▶ **WORK INSTRUCTION**
In the part of the restaurant review that opens with "JAVIER’S is Javi-awful" and closes with "taste at all.", swap "website" for "blog", then write that part out again.

JAVIER’S is Javi-awful
When we re-c0mmenced this website a month or so ago, it was with the understanding/promise we wouldn’t be writing about anything unless it was: 1) really good or noteworthy; or, 2) god-awful and deserving of all the opprobrium we could heap upon it.
So while you ponder which one of those Javier’s will fall under, allow us this observation: anyone who lives in or likes anything about Laguna Beach, California (or the O.C. for that matter) has, ipso facto, no taste at all.
Think about it: Laguna is the land of flashy cars, 16 lane roads, cookie cutter shopping centers, and gated communities so monochromatic they make our own Monochrome Valley look like the East Village. Anyone and everyone who lives or likes there long ago retired any imagination they might have for anything beyond whatever plastic surgery or swimming pool amenity they might be contemplating.
Laguna Beach is the home of fake tits, fake neighborhoods, fake communities and fake Mexican food.
It is the home of Javier’s.
Javier’s in Laguna is the sort of place where lounge lizards of a certain age go trolling for their next ex-wife — and those pre-fab, robo-babes can usually be found sucking on margaritas while discussing the last Jimmy Buffet concert — yeah it’s that kind of place. Wonder of wonders, it’s now migrated to Las Vegas — the last refuge for washed up singers, D-list actors, and atrocious, overpriced franchise food (cf. Mastro’s).
On that level, you can consider Javier’s the perfect bookend to its compatriot at the other end of Crystals Mall. Both hail from the Southwest. Both claim to be the real deal in the steaks, seafood and Mexican. Both are frauds. Both are doin’ it with decor a both sling hash to a credulous public weaned on the “but I hear it’s good” mentality of overbearing (yet successful) public relations, and neither has a care in the world beyond the bottom line….which makes them perfect for Vegas.

▶ **STORED DATA**
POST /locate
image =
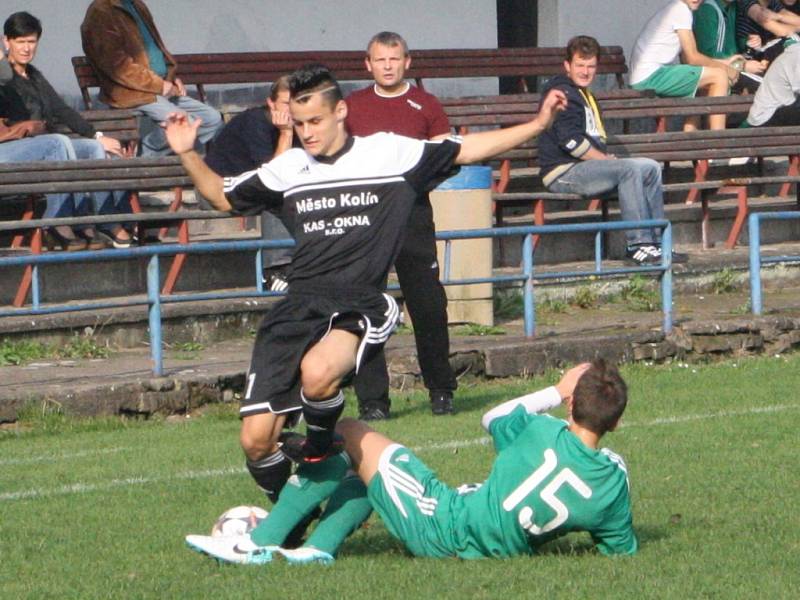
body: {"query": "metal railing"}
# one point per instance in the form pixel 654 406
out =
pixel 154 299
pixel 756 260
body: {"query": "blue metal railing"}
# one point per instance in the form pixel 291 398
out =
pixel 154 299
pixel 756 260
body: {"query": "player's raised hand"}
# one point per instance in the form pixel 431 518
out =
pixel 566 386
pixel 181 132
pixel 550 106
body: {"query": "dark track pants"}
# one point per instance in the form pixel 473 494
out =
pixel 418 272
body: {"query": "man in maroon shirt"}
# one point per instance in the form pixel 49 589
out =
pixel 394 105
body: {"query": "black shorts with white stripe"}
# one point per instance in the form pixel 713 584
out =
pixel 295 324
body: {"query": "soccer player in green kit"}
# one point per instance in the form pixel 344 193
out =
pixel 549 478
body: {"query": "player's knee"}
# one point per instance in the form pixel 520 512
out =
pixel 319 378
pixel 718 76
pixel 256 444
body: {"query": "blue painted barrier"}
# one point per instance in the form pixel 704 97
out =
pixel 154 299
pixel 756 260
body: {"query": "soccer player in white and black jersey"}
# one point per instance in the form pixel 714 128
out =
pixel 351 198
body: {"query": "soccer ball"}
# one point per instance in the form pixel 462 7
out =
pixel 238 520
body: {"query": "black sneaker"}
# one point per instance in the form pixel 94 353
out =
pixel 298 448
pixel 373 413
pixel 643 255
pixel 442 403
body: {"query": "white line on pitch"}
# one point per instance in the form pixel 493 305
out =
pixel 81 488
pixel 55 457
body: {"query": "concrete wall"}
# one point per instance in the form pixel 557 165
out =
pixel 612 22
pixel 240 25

▶ **RESPONSE FOR THIS EXERCISE**
JAVIER’S is Javi-awful
When we re-c0mmenced this blog a month or so ago, it was with the understanding/promise we wouldn’t be writing about anything unless it was: 1) really good or noteworthy; or, 2) god-awful and deserving of all the opprobrium we could heap upon it.
So while you ponder which one of those Javier’s will fall under, allow us this observation: anyone who lives in or likes anything about Laguna Beach, California (or the O.C. for that matter) has, ipso facto, no taste at all.